_Texto mostrado_
=======

Es evidente que uno de los flagelos más devastadores en nuestra región, es la corrupción. Por supuesto nos referimos en este caso a la llamada corrupción pública, aunque no es tan pública como se la tiene, porque por cada funcionario corrupto hay un particular que corrompe y, desde el punto de vista ético y moral no hay diferencia alguna entre ellos. Llama la atención el tema porque en este momento que usted lee esta reflexión compartida, hay no menos de siete expresidentes o presidentes de nuestra región sometidos a juicio o investigación por hechos dolosos contra el erario nacional, llamados genéricamente “peculado”; término del cual se derivan todas las otras especificaciones delictivas de igual contenido. Maduro, Lula, Otto Pérez, Martinelli, Correa, Kuzinsky, Ortega, Saca, Funes, Cristina, Peña Nieto y, hasta al mismísimo Oscar Arias se les ha comenzado a investigar por daño causado al patrimonio público.

No se escapa el propio Estados Unidos, donde el control público de los actos contrarios a la ley son severamente perseguidos y sancionados; hemos observado estos días innumerables investigaciones y sentencias condenatorias, así como arrestos a senadores y funcionarios por aprovechamiento de posiciones privilegiadas en beneficio propio o de los suyos, evasiones al impuesto sobre la renta o lavado de dinero. Pero allí no existe la famosa inmunidad parlamentaria cuando el delito es común, ni el parentesco o amistad con tal o cual personaje influyente a la hora de actuar la justicia punitiva. Eso es lo que les hace diferente a nosotros. Algún tiempo atrás se atribuía esta característica a la moral cristiana protestante anglosajona diferente a la moral cristiana católica romana existente en nuestra región. La verdad nunca asimilé muy bien esta teoría, pero algo hay en ello que no tiene que ver con el hecho religioso, sino con la teoría del Estado. La monarquía española fue estatista, claro ellos eran el estado, en tanto que la monarquía sajona fue controlada por los pares que reclamaban sus derechos igualitarios. De allí que subsista en nuestros genes una identificación entre Estado y riqueza, poder, impunidad, fuero juzgo, que se trasladó al Nuevo Mundo con el descubrimiento, conquista y colonización; acá nos lo tomamos en serio, y la administración del Estado constituye el botín más apetecible como coronación de éxito existencial.

Todo lo cual nos hace concluir que solo cuando la sociedad civil llegue a imponerse ante esta lacerante realidad, se logrará un nuevo Pacto Social, donde el compromiso asumido sea la transparencia en el manejo de los fondos públicos, su rendición de cuentas y, la aplicación de todo el peso de la ley contra el delito cometido sin mirar procedencia social, partidista, religiosa o económica. De lo contrario, seguiremos en esta cacería de brujas coyuntural y conveniente, en el dejar pasar y dejar hacer, regocijándonos cuando el caído es del signo contrario, o callando pudorosamente cuando es del nuestro.

=======

_Descripción del problema_
Enumera los tipos de procedencia que, según el texto sobre la corrupción, no deben mirarse al aplicar todo el peso de la ley contra el delito.

_Material de estudio_
=======

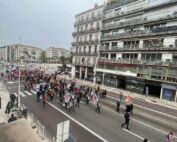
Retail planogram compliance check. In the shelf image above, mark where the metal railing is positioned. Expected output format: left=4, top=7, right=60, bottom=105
left=73, top=27, right=100, bottom=36
left=101, top=26, right=177, bottom=40
left=71, top=39, right=99, bottom=46
left=98, top=59, right=177, bottom=67
left=102, top=14, right=177, bottom=30
left=103, top=0, right=177, bottom=20
left=74, top=15, right=101, bottom=26
left=28, top=111, right=56, bottom=142
left=100, top=45, right=177, bottom=52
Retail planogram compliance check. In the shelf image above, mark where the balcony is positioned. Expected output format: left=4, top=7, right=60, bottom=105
left=100, top=45, right=177, bottom=52
left=103, top=0, right=177, bottom=20
left=102, top=12, right=177, bottom=30
left=74, top=15, right=101, bottom=26
left=72, top=26, right=100, bottom=37
left=73, top=62, right=95, bottom=67
left=101, top=26, right=177, bottom=41
left=98, top=59, right=177, bottom=67
left=71, top=39, right=99, bottom=46
left=72, top=52, right=98, bottom=56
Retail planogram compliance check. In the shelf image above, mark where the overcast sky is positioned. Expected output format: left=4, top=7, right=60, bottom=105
left=0, top=0, right=104, bottom=48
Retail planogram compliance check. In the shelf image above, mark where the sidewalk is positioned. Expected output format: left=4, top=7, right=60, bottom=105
left=0, top=81, right=10, bottom=123
left=60, top=76, right=177, bottom=110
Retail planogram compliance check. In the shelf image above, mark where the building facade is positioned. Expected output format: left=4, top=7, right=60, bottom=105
left=46, top=47, right=71, bottom=63
left=96, top=0, right=177, bottom=102
left=72, top=4, right=103, bottom=80
left=0, top=44, right=43, bottom=62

=======

_Problema resuelto_
Social, partidista, religiosa y económica.